Aim of the task —
Take every line of the material below that includes the string "positive" and copy it out.

Provided data —
━━━━━━━━
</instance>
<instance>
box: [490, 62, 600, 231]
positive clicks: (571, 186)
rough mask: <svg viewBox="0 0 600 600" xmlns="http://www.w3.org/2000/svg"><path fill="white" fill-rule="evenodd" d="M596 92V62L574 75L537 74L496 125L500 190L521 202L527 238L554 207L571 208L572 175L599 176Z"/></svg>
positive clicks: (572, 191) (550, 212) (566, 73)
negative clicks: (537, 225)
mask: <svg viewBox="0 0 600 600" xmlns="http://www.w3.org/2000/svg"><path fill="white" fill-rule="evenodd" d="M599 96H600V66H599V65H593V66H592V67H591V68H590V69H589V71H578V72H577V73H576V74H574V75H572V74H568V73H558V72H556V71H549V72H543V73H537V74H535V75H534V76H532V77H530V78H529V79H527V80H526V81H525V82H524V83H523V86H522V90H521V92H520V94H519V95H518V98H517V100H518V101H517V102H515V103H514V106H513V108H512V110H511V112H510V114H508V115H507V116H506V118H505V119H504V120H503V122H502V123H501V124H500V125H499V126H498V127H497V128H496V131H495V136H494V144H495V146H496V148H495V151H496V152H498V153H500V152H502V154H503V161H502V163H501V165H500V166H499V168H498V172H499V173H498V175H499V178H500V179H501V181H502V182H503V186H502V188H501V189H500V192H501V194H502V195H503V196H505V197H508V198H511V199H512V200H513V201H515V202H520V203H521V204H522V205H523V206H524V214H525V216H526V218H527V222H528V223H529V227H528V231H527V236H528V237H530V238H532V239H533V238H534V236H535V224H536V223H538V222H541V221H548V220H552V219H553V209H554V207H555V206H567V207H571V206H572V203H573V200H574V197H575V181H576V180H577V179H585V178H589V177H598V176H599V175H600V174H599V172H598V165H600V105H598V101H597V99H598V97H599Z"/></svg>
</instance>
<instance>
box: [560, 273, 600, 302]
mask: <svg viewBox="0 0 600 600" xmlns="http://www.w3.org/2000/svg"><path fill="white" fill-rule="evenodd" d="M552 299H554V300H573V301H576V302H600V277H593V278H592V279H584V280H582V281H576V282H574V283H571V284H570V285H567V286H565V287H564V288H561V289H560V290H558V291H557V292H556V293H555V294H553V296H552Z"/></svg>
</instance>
━━━━━━━━
Solution to the exercise —
positive clicks: (571, 186)
positive clicks: (572, 191) (550, 212) (566, 73)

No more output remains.